⟨

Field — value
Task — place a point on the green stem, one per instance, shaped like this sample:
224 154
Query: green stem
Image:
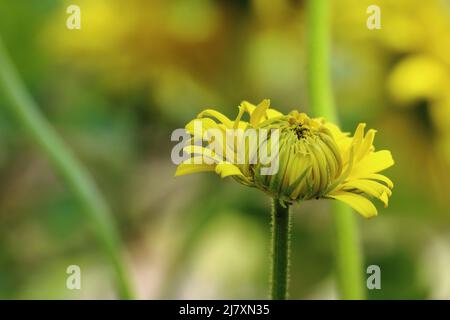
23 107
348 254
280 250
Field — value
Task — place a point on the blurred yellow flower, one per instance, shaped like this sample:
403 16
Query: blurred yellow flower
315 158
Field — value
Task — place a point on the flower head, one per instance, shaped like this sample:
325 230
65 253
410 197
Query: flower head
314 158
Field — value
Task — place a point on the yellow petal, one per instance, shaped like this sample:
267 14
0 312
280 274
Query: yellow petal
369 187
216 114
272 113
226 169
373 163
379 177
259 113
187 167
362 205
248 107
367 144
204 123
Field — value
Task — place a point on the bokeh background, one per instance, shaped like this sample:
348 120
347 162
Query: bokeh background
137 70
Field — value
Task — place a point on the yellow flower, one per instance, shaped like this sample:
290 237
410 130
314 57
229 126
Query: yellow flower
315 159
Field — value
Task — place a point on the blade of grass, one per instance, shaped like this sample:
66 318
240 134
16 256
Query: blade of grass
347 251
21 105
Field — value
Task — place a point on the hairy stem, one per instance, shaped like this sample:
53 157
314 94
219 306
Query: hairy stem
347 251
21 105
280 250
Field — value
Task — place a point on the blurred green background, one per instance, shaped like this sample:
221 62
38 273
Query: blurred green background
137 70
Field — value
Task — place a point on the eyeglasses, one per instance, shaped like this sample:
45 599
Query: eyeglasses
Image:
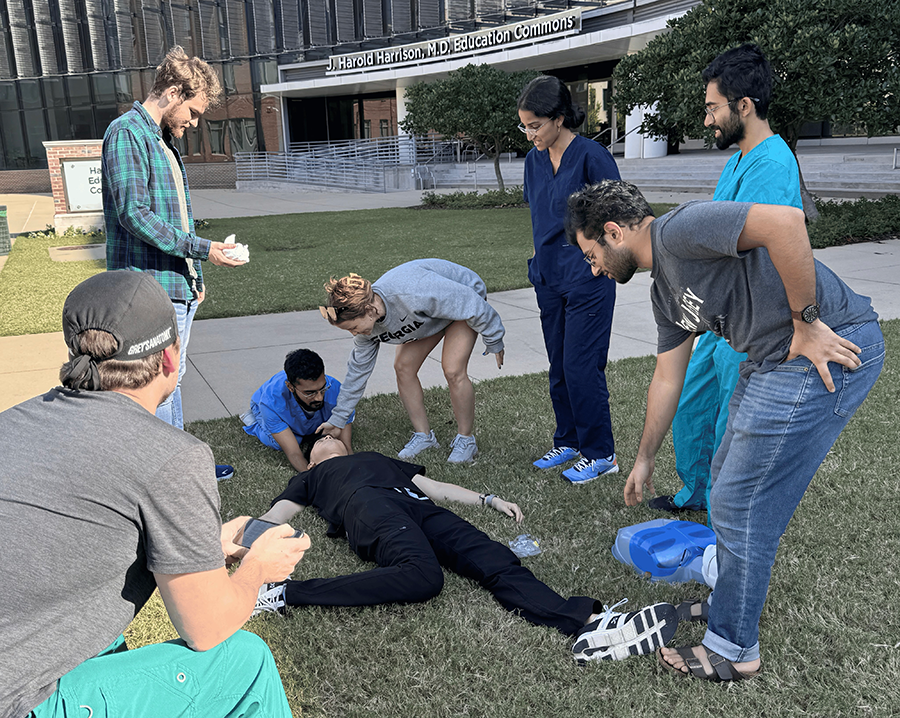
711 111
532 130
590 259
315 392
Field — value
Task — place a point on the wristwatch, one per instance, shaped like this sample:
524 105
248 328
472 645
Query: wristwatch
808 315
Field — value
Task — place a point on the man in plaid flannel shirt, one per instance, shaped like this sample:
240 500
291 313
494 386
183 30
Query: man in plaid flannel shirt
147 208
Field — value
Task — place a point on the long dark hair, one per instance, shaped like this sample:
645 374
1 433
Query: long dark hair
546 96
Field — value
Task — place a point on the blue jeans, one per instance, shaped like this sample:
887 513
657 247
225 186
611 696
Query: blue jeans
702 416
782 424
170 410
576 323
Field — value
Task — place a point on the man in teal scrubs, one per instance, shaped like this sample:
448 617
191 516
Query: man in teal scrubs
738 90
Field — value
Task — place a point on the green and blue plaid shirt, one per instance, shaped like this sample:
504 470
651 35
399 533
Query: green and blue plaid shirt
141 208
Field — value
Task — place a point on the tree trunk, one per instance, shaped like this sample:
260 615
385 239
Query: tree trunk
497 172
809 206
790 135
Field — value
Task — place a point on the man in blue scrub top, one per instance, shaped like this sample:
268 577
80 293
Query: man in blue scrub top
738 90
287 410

⟩

*Aim of the exercise*
Set the material down exactly, images excluded.

*Exercise response*
Field — value
Task — place a point on the green stem, one per instance, shaped like this sample:
224 154
Query: green stem
Image:
23 107
348 254
280 250
Field — value
Task — place a point on the blurred yellow flower, one per instance, shaped like this sample:
403 16
Query: blurred yellow flower
315 158
Field — value
Task — place a point on the flower head, one per instance, shaped like this sample:
325 230
65 253
410 197
Query: flower head
314 158
Field — value
Task — place a point on the yellow petal, one per instance, shaped like this sample:
267 14
0 312
280 274
Query: yellow petal
369 187
216 114
272 113
226 169
373 163
379 177
259 113
187 167
362 205
248 107
367 144
204 123
Field — value
Task — place a point on the bokeh background, one per instance, shaped like this sample:
348 120
347 162
Query: bokeh background
137 70
Field — value
Task — place a point on the yellow flower, one per instance, shaped like this sample:
290 237
410 130
314 57
229 126
Query: yellow flower
315 159
Field — value
Task — place a point on the blade of grass, one per instance, shaped like this sample:
66 318
240 134
16 256
Query: blade of grass
347 251
21 105
Field — value
Task — place a point on the hairy stem, one per instance, shaped like this sample:
53 157
314 94
219 306
Query: hairy stem
347 251
21 105
280 250
Field — value
Task — place a point on the blurred green background, one per instance, shaped like this sample:
221 62
38 273
Query: blurred green background
137 70
Field — value
Task — place a point on the eyeglasses, one per instance, shaped like this sample:
45 599
Query: eyeglasses
Image:
711 111
532 130
590 259
315 392
Field — value
Task — place a point on the wristwatch, one per instance, shaped like this sample:
524 105
248 328
472 645
Query: wristwatch
808 315
Field — value
Task — place a point on the man in plaid flannel shirt, one per instance, shaped like this sample:
240 500
291 313
494 386
183 30
Query: man in plaid flannel shirt
147 208
Field — value
Task — place a point on the long dark hair, one per instance, shaped like this sample:
645 374
1 433
Query: long dark hair
546 96
Field — value
Task — place a point on the blue jeans, one per instance, shaped like this sample:
887 513
657 247
225 186
611 696
Query: blue jeans
702 416
782 424
170 410
576 323
Field — value
Task — place a point on the man in teal scrubs, one per instance, shaped like this sample:
448 617
191 516
Query: man in teal scrubs
738 90
Field — value
Task — place a point on the green and blue plaid shirt, one per instance, shaped like this sample:
504 470
651 35
399 533
Query: green and blue plaid shirt
141 208
Field — value
Task — place a point on the tree trunk, one per instance, shaped like this sample:
260 615
385 239
Query: tree trunk
497 172
809 206
790 135
Field — value
Task — place a point on the man in blue scrub top, one per instance, shaped like this sample:
268 577
80 293
Query: man in blue scrub top
738 90
287 410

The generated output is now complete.